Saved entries
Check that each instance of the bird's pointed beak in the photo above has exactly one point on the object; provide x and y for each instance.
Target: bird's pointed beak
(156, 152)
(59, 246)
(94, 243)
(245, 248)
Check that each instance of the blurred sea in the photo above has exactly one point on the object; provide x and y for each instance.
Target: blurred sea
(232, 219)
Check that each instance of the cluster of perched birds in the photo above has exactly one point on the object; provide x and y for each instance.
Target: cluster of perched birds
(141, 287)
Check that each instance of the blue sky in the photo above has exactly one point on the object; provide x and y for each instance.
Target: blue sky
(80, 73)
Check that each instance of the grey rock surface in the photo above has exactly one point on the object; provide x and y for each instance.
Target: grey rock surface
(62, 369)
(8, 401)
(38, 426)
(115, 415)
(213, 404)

...

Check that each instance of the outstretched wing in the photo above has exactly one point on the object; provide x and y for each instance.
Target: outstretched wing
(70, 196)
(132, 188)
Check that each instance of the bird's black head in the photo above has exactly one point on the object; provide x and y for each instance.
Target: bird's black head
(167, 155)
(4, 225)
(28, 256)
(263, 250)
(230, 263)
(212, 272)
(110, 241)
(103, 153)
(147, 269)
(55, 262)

[Stated goal]:
Please pick out every line in the entries above that contains the string "object", treating uppercase and lowercase letters as different.

[Problem solution]:
Check that each instance of the bird's pointed beak in the photo above has exactly one point on the object; provide x and y for each instance.
Check that each instance of the blurred sea in the photo above has exactly one point on the object; provide x and y for each instance.
Check that each instance of the cluster of perched birds in the photo above has exactly one point on the object; provide x and y for each instance.
Check that each instance of the blue sky in the photo above has exactly one point on the object; provide x and y for each instance.
Check that each instance of the grey rock surface in the photo above has exactly one point on the object; provide x and y for each instance.
Check that each instance of the outstretched wing in the photo above has exactly one point on the object; provide x and y for each instance.
Check that each instance of the bird's black head in the photo above has exactly one point on the object; provide x and y for each instance.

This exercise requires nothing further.